Directive :: Which lines of the records contain the word "milk"? Copy each of them out.

──────── Information given

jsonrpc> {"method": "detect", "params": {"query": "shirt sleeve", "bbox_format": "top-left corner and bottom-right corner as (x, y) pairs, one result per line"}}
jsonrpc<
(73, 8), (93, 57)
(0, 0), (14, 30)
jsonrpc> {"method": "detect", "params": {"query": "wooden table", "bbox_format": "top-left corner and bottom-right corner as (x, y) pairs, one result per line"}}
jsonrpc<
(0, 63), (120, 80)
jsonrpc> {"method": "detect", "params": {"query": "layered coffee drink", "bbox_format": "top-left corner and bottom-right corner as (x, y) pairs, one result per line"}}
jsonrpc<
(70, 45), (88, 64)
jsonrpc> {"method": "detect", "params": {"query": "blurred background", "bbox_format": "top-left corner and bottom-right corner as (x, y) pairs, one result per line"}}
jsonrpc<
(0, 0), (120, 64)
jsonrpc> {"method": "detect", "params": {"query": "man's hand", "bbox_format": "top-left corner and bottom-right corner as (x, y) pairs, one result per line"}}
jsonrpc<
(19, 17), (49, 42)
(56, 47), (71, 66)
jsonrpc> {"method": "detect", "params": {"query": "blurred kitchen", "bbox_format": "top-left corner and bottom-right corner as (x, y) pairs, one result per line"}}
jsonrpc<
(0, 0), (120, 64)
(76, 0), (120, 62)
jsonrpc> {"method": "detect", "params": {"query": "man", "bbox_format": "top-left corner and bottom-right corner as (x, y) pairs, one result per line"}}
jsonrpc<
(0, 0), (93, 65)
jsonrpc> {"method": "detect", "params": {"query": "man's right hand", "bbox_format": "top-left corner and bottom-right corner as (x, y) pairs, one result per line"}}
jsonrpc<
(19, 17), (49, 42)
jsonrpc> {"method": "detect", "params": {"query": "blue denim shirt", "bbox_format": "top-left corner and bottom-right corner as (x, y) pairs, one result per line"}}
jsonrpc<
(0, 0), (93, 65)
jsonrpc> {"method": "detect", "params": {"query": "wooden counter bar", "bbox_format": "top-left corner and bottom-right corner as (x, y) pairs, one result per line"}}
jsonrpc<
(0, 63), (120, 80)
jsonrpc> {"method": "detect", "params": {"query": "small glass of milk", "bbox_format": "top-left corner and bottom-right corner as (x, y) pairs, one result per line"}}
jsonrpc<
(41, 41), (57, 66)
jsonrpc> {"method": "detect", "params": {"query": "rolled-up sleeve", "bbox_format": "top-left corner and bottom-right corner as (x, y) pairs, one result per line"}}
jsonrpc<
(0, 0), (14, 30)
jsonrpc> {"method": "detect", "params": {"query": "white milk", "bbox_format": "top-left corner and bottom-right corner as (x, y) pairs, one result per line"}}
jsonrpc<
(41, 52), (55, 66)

────────────────

The completed task ::
jsonrpc> {"method": "detect", "params": {"query": "small glass of milk", "bbox_format": "top-left corner and bottom-right corner as (x, y) pairs, one result per line"}}
jsonrpc> {"method": "detect", "params": {"query": "white milk", "bbox_format": "top-left corner and bottom-right corner as (x, y) pairs, one result per line"}}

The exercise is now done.